## BRIEF
Copy the passage of the single-speed GT Arrowhead thread below from "I am a computer" to "(filing and filling!)" word for word.

## ARTICLE
# GT Arrowhead to single speed



## Misbehavious (Sep 30, 2010)

Hi

This is my first 'complete' project. I have a fixed wheel bike which I built using a prepared track frame and I love riding it, but you guys (and others) seem to have great fun on SS MTB's!

When this GT Arrowhead frame appeared on eBay I bought it. 99p is all I paid but as you can see, it was not in a good way. The bottom bracket had seized both in the shell as well as the bearings, I am guessing this may of been the reason for the previous owner dumping the frame (I bought it from a scrap dealer)

I am a computer programmer by trade and have never really got my hands dirty before. I love riding but want something unique as well as single speed. The triple triangle of the GT frame fits the bill nicely. My garage has space but limited tools. This should be an interesting project.

I know I am going to need advice and this forum looks like the best place to find it. Along the way I will be learning new stuff which I am more than willing to share with others

I've got the frame stripped, the gear lugs grounded off and am getting ready to remove the dings and scrapes (filing and filling!)

Please let me have your comments and suggestions

Thanks
Misbehavious


----------



## orion_134 (Sep 2, 2010)

Simple advice: Add parts. Ride.


----------



## umarth (Dec 5, 2007)

What is up with the dropouts? You have all the parts?

## RAW DATA
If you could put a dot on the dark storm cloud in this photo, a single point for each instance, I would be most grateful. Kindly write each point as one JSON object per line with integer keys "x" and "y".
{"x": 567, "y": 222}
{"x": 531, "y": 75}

## THE RESULT
I am a computer programmer by trade and have never really got my hands dirty before. I love riding but want something unique as well as single speed. The triple triangle of the GT frame fits the bill nicely. My garage has space but limited tools. This should be an interesting project.

I know I am going to need advice and this forum looks like the best place to find it. Along the way I will be learning new stuff which I am more than willing to share with others

I've got the frame stripped, the gear lugs grounded off and am getting ready to remove the dings and scrapes (filing and filling!)